─── Metin bölümü

Tafsil ve Tefsir

Makaleyi PDF formatında kaydet



Tafsil ve tefsir (Arapça: التفصیل-التفسیر) , Kuran’ı Kerim’in içeriği ve anlaşılması hususunda önem taşıyan iki kavramdır. Bu kavramlar bazen birbiri ile karıştırılır ve iki kavram arasında çelişkinin olduğu iddiası ortaya çıkar.


Tafsil’in Anlamı

[Düzenle]

"Fassalna" tef'il babından ve tafsil kökünden türemiştir. Bir şeyi fasıllara bölmek ve düzenlemek anlamındadır.

Kuran’da Tafsil

[Düzenle]

Buna göre:
"وَ لَقَدْ جِئْناهُمْ بِکِتابٍ فَصَّلْناهُ عَلى‌ عِلْمٍ هُدىً وَ رَحْمَةً لِقَوْمٍ یؤْمِنُون
"Gerçekten biz onlara bilerek bölümlere, (ayetler ve sureler olarak ve muhteva olarak muhkem müteşabih ve çeşitli ilimleri içeren bilgilere) ayırdığımız, iman eden topluluk için hidayet ve rahmet kaynağı olan bir kitap getirdik. "

──────

# Görev listesi
A. Tafsil ve tefsir yazısına göre "fassalna" kelimesi hangi babdan ve hangi kökten türemiştir?
B. Aşağıdaki ifadelerin tafsil ve tefsir yazısıyla uyuşup uyuşmadığını evet ya da hayır diye belirtin. Her cevabın yanına yazıdaki belirleyici sözleri aynen alıntılayın.
(i) Tafsil, bir şeyi fasıllara bölmek ve düzenlemek anlamına gelir.
(ii) Tafsil ve tefsir kavramları hiçbir zaman birbirine karıştırılmaz.
(iii) Yazıdaki ayet mealinde getirilen kitap, iman eden topluluk için hidayet ve rahmet kaynağı olarak anılır.
C. Tafsil ve tefsir üzerine olan yazıyı son cümlesinden sonra sürdürün.

─── Verilen malzeme

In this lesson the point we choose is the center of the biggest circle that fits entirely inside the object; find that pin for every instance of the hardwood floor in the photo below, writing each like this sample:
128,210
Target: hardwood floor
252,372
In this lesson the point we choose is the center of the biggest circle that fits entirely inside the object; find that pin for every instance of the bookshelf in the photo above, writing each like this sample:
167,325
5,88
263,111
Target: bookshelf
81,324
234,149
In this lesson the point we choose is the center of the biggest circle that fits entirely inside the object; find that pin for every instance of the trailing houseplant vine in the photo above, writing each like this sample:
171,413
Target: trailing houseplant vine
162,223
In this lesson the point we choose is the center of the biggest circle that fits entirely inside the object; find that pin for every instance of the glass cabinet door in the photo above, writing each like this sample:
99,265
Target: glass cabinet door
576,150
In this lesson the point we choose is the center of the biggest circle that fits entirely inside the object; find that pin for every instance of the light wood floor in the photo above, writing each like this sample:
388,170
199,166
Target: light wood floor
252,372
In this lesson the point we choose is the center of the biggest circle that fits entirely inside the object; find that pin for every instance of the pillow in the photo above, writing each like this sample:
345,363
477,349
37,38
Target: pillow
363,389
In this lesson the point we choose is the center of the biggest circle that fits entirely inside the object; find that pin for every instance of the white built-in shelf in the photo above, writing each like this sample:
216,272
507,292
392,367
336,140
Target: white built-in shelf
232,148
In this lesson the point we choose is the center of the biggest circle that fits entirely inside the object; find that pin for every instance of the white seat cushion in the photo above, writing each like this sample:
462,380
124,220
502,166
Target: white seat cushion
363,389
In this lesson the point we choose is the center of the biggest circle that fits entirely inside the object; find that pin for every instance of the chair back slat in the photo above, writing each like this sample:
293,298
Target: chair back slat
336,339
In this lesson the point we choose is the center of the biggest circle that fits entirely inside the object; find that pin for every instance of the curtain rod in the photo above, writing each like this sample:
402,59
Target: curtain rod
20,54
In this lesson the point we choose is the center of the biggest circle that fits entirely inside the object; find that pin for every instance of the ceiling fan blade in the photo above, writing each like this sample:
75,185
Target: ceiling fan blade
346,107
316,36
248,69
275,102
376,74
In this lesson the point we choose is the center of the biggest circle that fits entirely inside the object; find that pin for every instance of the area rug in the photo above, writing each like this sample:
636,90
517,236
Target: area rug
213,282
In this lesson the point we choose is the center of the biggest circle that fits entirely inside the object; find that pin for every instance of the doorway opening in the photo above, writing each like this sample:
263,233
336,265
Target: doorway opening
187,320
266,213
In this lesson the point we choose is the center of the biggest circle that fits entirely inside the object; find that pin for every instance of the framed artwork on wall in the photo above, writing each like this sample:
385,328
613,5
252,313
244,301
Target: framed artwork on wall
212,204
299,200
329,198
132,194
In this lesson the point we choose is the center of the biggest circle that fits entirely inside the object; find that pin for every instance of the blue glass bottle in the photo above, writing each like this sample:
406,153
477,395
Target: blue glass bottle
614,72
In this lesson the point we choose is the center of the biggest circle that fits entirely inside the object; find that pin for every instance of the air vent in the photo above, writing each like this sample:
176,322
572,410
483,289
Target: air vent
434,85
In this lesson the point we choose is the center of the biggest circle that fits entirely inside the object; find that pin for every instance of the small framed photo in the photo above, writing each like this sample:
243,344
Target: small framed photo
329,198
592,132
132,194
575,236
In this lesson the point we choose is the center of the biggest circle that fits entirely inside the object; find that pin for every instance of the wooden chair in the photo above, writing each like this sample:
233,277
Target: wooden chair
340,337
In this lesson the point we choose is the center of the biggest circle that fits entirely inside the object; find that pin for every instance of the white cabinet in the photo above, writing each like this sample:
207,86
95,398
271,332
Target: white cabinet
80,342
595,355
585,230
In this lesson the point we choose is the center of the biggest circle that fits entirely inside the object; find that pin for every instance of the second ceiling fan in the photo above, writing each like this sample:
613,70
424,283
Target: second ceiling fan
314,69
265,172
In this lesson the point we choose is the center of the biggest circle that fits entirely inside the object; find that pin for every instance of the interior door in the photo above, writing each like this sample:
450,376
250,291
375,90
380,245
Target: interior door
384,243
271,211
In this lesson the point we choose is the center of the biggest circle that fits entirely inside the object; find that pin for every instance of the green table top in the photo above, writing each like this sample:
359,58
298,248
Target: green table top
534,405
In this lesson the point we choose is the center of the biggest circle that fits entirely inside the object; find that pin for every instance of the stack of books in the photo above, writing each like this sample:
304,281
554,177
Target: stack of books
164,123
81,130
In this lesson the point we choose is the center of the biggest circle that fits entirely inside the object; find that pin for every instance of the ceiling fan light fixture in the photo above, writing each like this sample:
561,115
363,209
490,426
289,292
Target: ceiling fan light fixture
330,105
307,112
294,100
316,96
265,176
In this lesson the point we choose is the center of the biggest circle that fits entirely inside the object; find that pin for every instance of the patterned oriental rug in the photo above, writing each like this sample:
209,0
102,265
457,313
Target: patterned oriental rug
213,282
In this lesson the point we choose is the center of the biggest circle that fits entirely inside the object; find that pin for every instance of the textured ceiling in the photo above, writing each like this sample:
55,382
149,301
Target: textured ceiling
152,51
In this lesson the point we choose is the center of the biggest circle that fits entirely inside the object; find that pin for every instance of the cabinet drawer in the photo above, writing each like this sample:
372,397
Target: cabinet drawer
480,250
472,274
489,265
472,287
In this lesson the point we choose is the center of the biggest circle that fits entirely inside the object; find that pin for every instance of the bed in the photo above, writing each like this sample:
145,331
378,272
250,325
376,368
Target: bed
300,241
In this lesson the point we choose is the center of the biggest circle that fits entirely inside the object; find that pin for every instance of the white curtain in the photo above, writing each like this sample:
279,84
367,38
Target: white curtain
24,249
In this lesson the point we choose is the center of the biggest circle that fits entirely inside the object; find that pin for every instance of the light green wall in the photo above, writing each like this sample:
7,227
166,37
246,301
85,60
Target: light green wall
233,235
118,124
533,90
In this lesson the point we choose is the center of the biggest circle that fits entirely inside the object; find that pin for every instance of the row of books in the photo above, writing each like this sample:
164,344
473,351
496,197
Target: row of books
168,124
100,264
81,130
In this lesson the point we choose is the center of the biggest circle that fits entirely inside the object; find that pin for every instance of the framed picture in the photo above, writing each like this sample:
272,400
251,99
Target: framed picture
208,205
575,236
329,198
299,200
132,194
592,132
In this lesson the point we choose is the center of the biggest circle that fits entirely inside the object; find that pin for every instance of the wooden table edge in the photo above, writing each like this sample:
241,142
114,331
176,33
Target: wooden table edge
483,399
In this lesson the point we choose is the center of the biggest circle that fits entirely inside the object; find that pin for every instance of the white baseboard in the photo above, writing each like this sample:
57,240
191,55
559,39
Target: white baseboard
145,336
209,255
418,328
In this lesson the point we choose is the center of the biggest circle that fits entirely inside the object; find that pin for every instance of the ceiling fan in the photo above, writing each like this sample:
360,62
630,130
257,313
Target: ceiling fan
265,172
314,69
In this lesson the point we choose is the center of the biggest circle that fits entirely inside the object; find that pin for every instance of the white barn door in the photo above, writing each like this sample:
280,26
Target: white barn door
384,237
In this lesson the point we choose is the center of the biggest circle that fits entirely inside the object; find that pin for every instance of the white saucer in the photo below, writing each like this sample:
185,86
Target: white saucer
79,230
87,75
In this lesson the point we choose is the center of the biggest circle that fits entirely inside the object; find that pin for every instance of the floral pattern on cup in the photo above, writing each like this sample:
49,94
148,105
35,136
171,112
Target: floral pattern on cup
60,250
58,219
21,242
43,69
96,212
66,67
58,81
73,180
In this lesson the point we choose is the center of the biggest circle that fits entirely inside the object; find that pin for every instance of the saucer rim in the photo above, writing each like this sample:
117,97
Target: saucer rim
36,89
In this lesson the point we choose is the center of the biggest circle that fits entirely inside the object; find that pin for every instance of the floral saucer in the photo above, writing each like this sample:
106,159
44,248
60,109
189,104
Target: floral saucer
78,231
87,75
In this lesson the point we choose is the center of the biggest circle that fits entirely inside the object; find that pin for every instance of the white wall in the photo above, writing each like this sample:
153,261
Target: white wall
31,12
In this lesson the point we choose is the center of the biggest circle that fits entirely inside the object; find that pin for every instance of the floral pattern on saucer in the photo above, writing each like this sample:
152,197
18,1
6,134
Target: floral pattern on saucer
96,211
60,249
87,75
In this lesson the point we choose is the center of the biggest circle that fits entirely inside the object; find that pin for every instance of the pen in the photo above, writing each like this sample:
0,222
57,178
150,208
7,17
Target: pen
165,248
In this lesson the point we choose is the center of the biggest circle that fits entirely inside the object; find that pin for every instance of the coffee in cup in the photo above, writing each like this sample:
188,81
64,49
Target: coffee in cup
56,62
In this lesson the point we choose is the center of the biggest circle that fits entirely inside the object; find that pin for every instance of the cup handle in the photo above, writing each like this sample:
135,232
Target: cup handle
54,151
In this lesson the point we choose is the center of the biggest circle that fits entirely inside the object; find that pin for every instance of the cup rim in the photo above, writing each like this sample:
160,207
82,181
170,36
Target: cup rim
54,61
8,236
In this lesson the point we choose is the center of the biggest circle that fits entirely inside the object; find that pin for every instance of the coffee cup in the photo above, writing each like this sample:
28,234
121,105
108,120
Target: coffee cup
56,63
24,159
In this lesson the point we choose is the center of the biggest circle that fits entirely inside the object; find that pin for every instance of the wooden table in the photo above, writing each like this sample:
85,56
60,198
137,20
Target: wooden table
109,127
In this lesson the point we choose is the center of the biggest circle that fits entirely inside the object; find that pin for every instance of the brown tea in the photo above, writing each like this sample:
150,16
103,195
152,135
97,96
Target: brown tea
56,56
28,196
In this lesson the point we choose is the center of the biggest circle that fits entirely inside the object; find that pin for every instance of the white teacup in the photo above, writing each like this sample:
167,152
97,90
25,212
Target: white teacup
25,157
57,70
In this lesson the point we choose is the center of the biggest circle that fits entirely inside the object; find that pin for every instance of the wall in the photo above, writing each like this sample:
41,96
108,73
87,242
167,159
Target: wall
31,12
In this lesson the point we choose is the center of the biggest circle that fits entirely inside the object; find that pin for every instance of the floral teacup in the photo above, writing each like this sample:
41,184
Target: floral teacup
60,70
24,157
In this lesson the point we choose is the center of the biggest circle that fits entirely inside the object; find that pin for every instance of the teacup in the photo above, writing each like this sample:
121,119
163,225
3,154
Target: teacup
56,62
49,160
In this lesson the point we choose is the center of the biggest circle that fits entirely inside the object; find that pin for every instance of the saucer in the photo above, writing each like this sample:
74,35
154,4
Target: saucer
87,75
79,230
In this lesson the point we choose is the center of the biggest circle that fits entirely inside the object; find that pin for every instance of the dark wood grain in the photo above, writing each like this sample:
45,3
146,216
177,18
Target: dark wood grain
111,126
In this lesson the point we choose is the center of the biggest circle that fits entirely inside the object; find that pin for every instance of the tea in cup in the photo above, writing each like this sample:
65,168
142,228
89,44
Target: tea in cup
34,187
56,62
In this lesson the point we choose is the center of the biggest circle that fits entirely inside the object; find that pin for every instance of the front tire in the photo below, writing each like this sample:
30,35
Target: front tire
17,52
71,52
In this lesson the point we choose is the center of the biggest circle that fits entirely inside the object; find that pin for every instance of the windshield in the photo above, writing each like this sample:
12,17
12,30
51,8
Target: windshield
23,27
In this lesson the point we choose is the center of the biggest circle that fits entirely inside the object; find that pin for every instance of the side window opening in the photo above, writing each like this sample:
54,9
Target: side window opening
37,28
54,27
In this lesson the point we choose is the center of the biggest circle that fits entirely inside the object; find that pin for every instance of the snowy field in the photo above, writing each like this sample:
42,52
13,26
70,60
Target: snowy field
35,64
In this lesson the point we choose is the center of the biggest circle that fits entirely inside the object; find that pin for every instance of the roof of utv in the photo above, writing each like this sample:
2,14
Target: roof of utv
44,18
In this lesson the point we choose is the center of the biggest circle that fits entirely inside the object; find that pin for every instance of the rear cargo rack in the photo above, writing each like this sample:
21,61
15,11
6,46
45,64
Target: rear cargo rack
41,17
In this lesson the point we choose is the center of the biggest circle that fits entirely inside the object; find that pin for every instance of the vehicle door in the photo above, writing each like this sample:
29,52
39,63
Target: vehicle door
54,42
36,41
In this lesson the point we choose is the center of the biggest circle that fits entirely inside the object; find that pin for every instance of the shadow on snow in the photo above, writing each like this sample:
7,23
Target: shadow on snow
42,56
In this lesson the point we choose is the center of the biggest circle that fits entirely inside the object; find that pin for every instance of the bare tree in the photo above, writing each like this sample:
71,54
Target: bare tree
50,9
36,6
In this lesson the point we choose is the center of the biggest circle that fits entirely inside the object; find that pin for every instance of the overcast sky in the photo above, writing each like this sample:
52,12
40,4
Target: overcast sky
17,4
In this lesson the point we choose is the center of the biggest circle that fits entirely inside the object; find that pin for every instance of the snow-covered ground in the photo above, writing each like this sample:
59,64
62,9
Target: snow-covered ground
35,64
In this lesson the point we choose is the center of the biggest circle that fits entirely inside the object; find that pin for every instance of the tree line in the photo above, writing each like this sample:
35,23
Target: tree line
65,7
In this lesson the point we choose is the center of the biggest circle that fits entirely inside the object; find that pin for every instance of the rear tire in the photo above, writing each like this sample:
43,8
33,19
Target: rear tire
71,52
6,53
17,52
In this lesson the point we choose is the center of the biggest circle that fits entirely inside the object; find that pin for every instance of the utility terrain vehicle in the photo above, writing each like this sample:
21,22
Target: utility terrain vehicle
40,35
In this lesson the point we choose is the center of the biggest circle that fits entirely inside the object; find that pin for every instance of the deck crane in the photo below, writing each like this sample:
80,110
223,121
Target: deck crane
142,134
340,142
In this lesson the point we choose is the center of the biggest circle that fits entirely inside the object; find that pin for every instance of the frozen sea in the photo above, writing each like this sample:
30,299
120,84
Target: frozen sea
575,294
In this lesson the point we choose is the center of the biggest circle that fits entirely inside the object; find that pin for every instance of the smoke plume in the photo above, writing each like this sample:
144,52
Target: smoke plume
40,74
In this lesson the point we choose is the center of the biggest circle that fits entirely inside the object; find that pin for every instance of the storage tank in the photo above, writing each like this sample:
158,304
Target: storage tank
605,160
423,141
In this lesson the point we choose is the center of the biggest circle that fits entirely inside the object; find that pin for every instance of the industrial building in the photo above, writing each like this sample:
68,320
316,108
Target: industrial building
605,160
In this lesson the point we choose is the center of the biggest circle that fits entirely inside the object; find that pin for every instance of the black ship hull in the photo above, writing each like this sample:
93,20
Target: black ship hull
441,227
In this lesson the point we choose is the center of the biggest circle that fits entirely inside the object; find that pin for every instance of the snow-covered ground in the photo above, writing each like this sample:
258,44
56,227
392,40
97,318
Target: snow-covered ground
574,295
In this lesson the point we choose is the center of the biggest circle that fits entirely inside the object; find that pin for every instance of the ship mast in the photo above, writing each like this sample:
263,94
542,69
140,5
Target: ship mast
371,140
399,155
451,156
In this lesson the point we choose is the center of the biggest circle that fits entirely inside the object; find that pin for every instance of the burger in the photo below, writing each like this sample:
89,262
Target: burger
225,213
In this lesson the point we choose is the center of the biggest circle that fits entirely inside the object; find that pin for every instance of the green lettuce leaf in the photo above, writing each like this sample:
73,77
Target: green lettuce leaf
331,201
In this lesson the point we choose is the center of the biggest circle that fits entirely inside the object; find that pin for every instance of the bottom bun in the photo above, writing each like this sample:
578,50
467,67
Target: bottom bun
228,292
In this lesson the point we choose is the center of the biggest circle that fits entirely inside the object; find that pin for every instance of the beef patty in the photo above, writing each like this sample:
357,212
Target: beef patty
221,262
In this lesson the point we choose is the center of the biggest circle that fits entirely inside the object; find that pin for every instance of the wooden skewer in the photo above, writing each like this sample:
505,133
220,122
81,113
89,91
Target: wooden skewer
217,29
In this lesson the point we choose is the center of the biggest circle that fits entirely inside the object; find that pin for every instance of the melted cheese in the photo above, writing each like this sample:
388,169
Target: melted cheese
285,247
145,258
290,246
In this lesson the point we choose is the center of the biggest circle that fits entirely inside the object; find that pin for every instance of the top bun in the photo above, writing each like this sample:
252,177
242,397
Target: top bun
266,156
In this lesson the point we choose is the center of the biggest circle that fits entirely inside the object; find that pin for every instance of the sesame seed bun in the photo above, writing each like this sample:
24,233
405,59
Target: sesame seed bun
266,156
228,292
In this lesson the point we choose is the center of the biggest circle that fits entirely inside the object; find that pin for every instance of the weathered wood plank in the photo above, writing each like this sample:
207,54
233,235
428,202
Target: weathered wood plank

──────

# Görev sonuçları
A. Tef'il babından ve tafsil kökünden türemiştir.

B.
(i) Evet: "Bir şeyi fasıllara bölmek ve düzenlemek anlamındadır."
(ii) Hayır: "Bu kavramlar bazen birbiri ile karıştırılır"
(iii) Evet: "iman eden topluluk için hidayet ve rahmet kaynağı olan bir kitap getirdik."

C.
[3] Araf, 52.    

Şöyle ki bizim Kuran'ı anlamamız, ayetleri üzerinde ayrı ayrı olarak düşünmemize bağlıdır. Bu da Kuran'ın tedrici olarak inmesinin sebeplerinden sayılır. Gerçi Kuran'ın tedrici olmayan ve bize gizli olan bir gerçeği de vardır. O gerçek de def’i yani tek seferde nazil olmasıdır.
Kuran'ın bu iki yöne yani birlik ve tafsil makamına sahip olduğunu Kuran ayetlerinden anlamak mümkündür. Nitekim bir ayette şöyle diyor: "O bir kitaptır ki ayetleri sağlamlaştırıldı sonra bölümlere ayrıldı. O hikmet sahibi ve her şeyden hakkınca haberdar olan Allah katındadır. "
[4] Hud, 1.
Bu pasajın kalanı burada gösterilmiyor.